**Task instructions:** Update the rows starting at the line that contains "Tag any visible chain" and ending at the last row, replacing "Emit" with "Return" and leaving everything else unchanged. Give back only those lines.

**Entries:**
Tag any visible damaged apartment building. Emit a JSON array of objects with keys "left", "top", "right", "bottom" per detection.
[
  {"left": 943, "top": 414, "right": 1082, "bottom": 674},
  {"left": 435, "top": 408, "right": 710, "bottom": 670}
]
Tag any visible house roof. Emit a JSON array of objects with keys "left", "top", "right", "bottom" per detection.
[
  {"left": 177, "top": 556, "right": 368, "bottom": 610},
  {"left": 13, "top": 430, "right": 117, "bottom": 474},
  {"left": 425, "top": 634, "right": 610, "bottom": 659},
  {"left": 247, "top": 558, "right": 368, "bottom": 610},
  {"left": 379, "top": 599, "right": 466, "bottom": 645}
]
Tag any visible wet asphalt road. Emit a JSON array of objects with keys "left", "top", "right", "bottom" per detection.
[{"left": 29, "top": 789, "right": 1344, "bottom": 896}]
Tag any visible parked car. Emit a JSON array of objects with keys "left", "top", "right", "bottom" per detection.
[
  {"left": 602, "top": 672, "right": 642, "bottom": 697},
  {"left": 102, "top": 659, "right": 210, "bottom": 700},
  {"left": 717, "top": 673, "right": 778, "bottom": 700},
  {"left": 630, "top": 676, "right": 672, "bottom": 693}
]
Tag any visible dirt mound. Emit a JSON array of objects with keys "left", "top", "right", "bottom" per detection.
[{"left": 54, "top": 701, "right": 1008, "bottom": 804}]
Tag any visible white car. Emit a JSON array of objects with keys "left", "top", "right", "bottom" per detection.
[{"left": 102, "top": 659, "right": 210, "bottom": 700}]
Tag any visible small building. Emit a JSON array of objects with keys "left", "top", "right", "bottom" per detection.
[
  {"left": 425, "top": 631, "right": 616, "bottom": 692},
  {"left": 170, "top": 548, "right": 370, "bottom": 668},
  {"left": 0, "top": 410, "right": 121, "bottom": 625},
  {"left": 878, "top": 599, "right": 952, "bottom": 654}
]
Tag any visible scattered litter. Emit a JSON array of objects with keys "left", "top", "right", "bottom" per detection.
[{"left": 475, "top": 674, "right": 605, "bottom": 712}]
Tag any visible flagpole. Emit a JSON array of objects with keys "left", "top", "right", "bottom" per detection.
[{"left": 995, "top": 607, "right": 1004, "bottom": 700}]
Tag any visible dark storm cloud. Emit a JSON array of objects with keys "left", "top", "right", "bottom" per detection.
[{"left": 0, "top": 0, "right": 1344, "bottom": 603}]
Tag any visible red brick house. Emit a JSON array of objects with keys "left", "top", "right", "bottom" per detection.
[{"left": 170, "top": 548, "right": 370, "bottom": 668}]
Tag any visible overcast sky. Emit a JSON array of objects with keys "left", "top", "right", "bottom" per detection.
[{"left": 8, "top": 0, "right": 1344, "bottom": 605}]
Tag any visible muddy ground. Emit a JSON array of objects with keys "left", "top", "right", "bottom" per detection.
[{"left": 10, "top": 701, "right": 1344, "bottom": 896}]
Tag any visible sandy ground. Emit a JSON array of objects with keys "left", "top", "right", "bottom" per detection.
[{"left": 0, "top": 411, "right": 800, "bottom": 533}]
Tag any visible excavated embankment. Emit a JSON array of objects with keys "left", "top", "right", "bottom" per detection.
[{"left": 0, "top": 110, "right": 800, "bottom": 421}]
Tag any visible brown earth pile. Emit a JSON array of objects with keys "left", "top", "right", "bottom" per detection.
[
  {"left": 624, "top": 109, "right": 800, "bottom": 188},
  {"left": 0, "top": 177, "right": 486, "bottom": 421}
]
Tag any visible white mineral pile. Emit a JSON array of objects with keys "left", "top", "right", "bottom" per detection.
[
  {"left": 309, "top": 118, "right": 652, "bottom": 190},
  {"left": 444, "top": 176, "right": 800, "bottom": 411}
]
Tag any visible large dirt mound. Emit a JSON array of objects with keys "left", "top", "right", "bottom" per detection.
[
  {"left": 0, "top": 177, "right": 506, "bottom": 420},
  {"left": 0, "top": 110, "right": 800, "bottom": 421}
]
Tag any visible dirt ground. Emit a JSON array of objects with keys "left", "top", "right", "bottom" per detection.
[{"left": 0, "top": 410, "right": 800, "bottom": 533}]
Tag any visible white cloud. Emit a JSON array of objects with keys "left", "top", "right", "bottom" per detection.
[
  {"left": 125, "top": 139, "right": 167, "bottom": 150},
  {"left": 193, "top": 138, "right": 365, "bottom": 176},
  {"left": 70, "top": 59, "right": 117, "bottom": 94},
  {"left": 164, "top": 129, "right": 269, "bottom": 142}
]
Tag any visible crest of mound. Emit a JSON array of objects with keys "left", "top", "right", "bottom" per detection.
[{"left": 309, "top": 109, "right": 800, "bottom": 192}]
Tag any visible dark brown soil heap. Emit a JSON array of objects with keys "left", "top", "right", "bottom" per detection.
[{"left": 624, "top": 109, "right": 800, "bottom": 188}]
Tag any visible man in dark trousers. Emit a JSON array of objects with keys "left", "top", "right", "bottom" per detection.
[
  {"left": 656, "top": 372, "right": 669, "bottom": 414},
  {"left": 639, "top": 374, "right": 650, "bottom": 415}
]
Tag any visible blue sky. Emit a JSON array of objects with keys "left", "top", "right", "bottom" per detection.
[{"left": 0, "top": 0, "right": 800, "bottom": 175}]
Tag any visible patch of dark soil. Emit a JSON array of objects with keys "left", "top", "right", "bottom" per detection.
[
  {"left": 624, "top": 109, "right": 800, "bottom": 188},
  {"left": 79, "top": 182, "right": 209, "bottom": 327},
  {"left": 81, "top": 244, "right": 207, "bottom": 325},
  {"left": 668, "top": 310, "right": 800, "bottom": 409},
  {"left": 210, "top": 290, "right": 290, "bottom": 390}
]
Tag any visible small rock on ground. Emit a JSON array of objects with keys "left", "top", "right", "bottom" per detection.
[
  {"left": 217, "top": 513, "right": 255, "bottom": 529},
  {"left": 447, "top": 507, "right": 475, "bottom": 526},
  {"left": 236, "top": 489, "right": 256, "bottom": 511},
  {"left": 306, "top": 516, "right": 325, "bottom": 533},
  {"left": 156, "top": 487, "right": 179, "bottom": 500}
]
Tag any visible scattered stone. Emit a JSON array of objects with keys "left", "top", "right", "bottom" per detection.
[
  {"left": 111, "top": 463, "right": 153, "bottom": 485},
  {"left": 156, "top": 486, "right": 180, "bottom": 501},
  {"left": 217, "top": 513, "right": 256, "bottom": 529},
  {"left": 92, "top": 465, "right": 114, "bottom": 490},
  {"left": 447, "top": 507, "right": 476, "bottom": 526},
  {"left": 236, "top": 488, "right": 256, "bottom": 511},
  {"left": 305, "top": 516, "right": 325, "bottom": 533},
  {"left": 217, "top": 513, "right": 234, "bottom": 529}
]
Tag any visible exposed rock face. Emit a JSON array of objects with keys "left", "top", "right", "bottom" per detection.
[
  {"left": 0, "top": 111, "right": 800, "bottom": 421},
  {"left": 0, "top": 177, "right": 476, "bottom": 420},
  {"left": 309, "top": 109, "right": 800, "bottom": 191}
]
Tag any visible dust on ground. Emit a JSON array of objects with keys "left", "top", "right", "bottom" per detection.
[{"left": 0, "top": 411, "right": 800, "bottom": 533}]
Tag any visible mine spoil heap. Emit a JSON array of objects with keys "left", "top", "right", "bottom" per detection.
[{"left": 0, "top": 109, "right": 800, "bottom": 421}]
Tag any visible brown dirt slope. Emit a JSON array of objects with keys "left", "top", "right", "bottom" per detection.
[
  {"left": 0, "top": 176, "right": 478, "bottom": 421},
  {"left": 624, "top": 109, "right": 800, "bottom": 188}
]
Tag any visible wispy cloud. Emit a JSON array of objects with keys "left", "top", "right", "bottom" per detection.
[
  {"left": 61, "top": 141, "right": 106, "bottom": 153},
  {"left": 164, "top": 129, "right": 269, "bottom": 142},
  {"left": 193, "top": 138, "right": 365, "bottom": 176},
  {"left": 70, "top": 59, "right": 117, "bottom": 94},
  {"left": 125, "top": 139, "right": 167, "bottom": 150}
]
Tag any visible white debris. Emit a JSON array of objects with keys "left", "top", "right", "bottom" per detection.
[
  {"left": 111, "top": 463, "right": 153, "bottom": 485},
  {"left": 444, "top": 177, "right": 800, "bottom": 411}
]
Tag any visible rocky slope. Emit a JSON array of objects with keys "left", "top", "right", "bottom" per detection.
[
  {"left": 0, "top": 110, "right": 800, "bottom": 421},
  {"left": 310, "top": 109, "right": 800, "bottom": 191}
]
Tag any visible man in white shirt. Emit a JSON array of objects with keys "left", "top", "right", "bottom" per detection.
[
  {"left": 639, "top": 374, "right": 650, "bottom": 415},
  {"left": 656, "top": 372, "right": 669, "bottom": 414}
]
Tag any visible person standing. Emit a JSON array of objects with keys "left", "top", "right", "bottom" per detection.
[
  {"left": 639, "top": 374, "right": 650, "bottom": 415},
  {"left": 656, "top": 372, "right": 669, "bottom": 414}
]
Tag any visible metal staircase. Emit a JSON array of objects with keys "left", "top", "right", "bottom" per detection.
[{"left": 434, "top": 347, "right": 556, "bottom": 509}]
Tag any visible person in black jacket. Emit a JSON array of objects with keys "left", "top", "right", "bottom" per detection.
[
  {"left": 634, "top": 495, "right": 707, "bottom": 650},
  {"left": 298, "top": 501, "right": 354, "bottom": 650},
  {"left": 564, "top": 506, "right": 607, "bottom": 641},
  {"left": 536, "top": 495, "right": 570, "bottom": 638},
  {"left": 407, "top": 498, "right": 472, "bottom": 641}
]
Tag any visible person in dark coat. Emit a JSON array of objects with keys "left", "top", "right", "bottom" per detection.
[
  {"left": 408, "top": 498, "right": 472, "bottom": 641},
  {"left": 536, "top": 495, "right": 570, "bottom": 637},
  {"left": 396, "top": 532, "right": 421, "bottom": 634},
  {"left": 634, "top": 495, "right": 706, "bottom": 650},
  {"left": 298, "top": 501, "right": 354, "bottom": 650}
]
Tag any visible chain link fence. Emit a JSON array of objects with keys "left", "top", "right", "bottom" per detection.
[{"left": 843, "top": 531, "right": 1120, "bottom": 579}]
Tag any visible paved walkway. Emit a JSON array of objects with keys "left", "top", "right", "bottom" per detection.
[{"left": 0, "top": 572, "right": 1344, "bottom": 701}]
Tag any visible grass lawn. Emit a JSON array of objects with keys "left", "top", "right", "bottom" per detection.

**The response:**
Tag any visible chain link fence. Return a JSON array of objects with keys "left", "top", "right", "bottom" per detection.
[{"left": 843, "top": 531, "right": 1120, "bottom": 579}]
Tag any visible paved walkway. Return a JSON array of objects with keys "left", "top", "right", "bottom" per detection.
[{"left": 0, "top": 572, "right": 1344, "bottom": 701}]
Tag any visible grass lawn. Return a JSON array of objects with keys "left", "top", "right", "bottom" per detection.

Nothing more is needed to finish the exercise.